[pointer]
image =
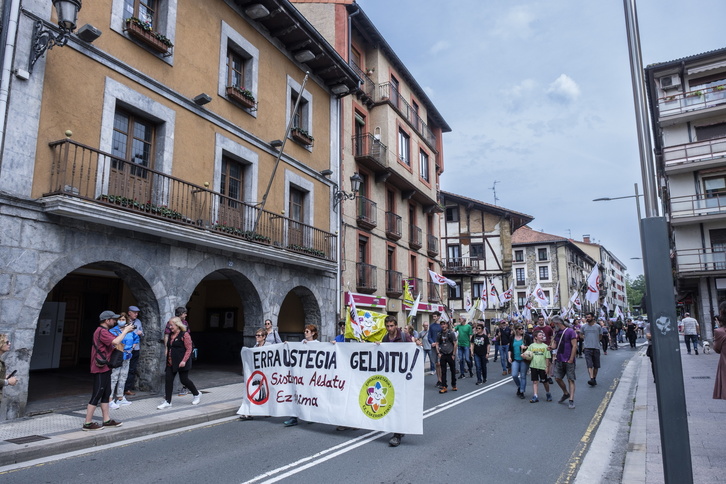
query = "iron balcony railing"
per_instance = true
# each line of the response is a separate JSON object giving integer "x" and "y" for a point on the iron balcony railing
{"x": 387, "y": 92}
{"x": 697, "y": 205}
{"x": 679, "y": 155}
{"x": 680, "y": 103}
{"x": 87, "y": 173}
{"x": 700, "y": 260}
{"x": 366, "y": 277}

····················

• [Exercise requirements]
Make a word-for-word copy of the records above, excluding all pictures.

• [Answer space]
[pointer]
image =
query = "iron balcony railing"
per_instance = true
# each line of the response is a separate JSON object giving integer "x" and "y" for a point on the iron balcony railing
{"x": 387, "y": 92}
{"x": 697, "y": 205}
{"x": 679, "y": 155}
{"x": 680, "y": 103}
{"x": 87, "y": 173}
{"x": 700, "y": 260}
{"x": 366, "y": 277}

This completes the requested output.